**Problem to solve**: Change "field scouting" to "site inspection" wherever it occurs in the entries below, and reproduce every other line without alteration.

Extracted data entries

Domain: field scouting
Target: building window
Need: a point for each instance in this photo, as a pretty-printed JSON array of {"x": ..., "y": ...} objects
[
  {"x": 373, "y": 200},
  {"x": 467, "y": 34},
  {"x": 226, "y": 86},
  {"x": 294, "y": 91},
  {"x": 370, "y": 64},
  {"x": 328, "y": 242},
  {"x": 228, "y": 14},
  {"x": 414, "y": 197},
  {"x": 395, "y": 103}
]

**The completed task**:
Domain: site inspection
Target: building window
Need: a point for each instance in this photo, as a pretty-printed JSON array of {"x": ..., "y": ...} objects
[
  {"x": 373, "y": 200},
  {"x": 467, "y": 34},
  {"x": 226, "y": 86},
  {"x": 294, "y": 91},
  {"x": 370, "y": 64},
  {"x": 328, "y": 242},
  {"x": 228, "y": 14},
  {"x": 414, "y": 197},
  {"x": 395, "y": 103}
]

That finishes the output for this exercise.